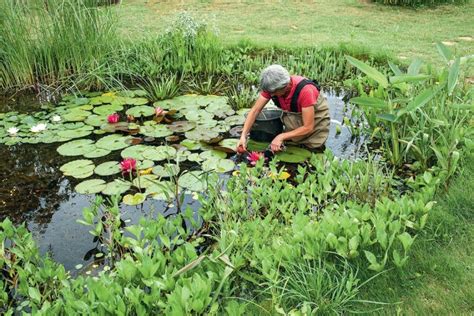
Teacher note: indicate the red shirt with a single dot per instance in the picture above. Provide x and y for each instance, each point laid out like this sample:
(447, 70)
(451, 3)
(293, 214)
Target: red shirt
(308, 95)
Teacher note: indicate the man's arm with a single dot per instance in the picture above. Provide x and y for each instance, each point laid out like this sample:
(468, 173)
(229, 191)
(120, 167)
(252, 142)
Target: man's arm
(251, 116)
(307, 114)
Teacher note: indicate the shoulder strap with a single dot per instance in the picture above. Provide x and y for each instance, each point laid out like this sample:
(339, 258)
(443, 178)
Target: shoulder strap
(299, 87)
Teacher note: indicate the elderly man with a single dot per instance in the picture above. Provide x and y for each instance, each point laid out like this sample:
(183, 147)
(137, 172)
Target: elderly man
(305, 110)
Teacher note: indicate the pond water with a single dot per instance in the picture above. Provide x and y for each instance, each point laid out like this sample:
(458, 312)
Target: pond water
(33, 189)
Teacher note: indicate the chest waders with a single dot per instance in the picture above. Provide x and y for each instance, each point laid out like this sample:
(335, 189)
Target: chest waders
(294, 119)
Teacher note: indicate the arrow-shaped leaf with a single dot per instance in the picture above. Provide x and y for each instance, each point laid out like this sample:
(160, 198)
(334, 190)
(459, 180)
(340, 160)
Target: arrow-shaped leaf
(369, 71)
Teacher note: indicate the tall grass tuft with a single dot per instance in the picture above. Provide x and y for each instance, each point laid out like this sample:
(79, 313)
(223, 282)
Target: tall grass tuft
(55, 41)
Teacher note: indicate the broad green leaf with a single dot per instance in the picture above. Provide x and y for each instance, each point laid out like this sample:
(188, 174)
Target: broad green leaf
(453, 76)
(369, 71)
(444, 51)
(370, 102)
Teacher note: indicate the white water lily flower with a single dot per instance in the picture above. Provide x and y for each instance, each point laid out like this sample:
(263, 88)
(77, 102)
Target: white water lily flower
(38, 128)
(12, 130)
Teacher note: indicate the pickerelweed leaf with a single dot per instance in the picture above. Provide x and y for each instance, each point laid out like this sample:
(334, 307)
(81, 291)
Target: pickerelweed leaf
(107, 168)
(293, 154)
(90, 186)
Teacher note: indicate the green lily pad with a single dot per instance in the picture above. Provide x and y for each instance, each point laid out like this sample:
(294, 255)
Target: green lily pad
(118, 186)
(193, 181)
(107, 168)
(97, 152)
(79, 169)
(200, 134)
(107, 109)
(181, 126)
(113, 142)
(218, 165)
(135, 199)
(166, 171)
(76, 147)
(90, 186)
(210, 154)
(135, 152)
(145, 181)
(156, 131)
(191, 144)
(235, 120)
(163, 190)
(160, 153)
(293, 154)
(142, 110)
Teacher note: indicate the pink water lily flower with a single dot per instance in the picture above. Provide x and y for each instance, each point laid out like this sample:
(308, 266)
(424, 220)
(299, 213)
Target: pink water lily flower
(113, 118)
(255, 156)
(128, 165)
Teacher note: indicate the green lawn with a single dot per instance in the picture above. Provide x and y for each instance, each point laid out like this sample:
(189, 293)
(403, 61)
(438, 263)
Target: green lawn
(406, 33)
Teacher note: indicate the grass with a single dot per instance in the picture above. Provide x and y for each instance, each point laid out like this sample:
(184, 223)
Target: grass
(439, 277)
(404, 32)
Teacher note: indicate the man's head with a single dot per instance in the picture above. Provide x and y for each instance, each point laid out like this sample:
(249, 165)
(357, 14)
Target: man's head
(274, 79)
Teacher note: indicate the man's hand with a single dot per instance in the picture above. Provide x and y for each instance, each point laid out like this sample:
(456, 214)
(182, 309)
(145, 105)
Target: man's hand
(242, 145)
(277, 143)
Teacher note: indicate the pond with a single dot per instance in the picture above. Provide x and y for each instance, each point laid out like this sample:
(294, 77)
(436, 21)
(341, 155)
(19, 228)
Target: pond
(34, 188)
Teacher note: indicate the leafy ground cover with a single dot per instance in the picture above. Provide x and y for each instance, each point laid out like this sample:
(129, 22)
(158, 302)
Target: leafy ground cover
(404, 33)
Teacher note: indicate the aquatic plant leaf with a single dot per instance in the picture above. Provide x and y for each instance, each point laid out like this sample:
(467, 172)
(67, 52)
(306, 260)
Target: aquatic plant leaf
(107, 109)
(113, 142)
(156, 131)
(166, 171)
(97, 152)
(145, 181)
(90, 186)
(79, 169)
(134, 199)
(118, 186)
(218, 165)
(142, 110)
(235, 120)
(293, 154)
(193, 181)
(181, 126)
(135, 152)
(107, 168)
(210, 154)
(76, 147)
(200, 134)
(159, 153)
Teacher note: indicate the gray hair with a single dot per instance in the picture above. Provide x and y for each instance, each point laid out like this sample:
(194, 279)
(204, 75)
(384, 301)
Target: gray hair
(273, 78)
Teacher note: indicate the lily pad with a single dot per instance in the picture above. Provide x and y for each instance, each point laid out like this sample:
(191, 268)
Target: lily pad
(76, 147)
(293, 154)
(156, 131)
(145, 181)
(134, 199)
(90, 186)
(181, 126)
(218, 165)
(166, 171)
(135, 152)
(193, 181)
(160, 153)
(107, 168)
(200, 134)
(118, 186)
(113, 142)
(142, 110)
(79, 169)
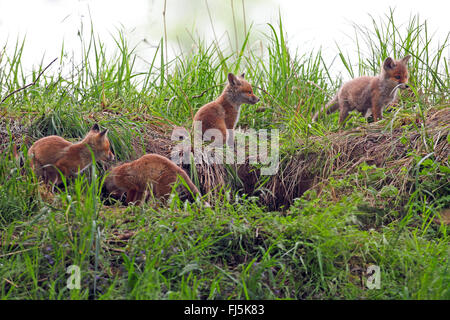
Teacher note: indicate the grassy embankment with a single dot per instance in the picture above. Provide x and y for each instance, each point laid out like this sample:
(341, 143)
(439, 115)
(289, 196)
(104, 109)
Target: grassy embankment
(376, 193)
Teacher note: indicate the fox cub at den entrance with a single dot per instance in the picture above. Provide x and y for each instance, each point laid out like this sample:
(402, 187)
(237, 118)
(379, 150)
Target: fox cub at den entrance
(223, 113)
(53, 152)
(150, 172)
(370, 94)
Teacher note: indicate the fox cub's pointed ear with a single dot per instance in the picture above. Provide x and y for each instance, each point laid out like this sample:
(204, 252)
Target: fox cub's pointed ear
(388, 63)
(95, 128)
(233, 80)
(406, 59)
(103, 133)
++++++++++++++++++++
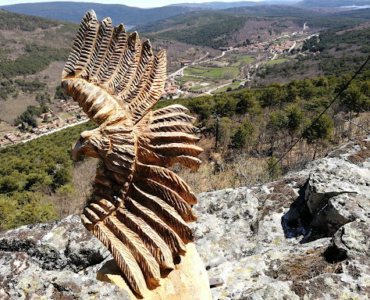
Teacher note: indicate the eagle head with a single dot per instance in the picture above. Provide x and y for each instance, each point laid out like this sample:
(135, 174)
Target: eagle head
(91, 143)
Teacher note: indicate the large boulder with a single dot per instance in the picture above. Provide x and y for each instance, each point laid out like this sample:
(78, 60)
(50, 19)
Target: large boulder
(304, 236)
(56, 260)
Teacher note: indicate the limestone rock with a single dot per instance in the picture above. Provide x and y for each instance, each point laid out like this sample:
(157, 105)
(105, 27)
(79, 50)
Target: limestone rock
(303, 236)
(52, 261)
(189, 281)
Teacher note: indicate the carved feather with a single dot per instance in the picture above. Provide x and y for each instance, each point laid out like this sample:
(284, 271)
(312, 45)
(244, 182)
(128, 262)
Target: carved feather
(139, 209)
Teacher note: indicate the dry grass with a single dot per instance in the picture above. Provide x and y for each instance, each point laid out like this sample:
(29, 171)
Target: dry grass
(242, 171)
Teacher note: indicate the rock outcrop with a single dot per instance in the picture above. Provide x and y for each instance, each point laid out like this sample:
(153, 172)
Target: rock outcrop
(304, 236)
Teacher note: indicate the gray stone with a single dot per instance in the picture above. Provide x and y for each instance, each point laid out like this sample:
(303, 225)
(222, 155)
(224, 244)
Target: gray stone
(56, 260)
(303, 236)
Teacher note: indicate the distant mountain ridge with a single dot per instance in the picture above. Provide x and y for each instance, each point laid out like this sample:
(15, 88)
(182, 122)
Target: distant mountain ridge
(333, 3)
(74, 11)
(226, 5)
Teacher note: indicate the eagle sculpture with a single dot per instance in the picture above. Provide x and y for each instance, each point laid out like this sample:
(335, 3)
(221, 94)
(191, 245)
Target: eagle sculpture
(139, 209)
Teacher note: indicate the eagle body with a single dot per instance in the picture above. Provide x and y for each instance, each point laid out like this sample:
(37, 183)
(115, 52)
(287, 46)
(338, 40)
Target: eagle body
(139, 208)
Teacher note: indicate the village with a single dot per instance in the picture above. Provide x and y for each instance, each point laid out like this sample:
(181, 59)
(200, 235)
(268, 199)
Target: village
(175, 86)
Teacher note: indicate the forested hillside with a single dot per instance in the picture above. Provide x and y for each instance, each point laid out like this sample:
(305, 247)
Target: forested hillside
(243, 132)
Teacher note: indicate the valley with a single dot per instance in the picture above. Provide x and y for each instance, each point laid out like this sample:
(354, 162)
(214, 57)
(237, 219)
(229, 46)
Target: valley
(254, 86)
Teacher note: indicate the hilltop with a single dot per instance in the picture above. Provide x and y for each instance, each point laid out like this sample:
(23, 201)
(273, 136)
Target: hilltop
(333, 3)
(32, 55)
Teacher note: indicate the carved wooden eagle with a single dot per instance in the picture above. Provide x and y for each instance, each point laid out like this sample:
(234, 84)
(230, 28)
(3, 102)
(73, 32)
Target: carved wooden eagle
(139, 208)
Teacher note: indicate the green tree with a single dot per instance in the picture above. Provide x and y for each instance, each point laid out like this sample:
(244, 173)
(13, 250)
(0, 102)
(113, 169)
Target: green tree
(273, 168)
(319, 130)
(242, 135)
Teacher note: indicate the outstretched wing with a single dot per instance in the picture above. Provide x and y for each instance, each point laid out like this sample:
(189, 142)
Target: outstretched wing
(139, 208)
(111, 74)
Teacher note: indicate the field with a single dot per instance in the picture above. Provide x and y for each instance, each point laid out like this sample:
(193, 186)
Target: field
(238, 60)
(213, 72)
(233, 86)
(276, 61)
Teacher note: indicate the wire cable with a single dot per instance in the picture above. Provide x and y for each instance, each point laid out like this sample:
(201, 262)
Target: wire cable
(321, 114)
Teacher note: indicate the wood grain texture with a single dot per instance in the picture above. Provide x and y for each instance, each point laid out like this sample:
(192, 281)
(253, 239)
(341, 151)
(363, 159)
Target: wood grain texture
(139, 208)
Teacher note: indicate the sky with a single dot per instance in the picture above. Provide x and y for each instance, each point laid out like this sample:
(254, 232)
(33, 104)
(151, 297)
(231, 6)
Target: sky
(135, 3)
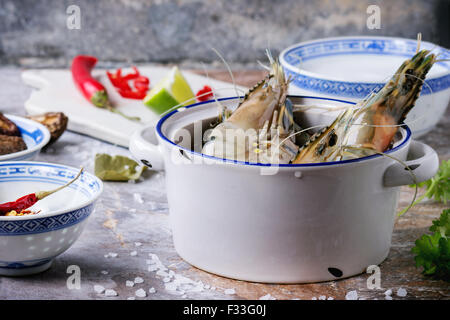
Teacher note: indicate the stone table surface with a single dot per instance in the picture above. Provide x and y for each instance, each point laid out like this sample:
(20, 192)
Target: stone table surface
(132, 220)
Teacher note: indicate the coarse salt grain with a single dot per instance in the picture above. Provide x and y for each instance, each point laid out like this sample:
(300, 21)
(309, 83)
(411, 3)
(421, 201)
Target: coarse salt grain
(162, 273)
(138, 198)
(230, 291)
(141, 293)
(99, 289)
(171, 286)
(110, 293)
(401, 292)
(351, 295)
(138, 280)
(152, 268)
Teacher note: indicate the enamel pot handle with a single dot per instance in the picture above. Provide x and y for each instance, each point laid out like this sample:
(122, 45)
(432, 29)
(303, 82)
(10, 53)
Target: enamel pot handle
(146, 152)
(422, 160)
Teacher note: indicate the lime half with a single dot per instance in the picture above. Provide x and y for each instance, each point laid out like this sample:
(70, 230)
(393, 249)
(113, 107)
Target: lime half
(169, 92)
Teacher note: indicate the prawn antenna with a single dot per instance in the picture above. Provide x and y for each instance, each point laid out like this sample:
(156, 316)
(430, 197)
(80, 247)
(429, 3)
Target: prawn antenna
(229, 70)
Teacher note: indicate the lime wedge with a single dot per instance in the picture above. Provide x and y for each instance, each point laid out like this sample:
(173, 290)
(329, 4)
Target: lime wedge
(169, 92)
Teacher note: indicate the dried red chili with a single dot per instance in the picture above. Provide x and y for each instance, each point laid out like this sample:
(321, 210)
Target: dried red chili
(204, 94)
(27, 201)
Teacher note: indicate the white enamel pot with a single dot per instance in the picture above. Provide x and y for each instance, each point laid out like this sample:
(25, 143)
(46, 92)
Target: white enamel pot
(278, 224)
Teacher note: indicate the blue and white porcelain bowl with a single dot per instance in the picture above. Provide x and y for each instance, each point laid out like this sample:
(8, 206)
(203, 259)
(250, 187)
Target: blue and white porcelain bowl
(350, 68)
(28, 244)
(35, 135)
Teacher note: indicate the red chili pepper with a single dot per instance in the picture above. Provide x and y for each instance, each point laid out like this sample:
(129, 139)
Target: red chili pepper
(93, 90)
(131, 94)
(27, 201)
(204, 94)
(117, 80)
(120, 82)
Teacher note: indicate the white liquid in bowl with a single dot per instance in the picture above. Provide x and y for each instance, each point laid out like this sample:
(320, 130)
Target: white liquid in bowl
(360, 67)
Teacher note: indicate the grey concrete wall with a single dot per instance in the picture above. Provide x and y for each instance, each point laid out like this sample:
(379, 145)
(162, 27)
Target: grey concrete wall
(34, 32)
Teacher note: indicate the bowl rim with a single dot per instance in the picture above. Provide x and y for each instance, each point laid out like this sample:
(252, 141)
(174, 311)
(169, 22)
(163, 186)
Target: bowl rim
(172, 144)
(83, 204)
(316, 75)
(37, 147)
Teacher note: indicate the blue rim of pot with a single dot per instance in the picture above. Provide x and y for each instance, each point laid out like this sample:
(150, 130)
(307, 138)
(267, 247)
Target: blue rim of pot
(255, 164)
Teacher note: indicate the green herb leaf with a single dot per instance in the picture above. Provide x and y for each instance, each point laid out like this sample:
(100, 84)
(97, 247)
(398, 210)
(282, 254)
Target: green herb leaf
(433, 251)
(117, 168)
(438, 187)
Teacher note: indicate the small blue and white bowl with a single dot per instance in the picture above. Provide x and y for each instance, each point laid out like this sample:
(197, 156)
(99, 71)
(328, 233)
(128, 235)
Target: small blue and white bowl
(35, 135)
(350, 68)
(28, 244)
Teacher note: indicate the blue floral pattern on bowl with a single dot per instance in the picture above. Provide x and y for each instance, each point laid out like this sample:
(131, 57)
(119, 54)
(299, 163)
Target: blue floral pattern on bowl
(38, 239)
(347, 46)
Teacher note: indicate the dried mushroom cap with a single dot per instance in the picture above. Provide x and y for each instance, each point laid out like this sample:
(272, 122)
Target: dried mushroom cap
++++++++++++++++++++
» **WHAT IS EXPECTED**
Where in the records does the string "mushroom" appear? Copy every line that has it.

» **RESPONSE TO THE EXERCISE**
Teacher note: indicate the dried mushroom cap with a single dot per instance in the picture above. Provide x and y for each instance, each point laid out like this sample:
Target: dried mushroom cap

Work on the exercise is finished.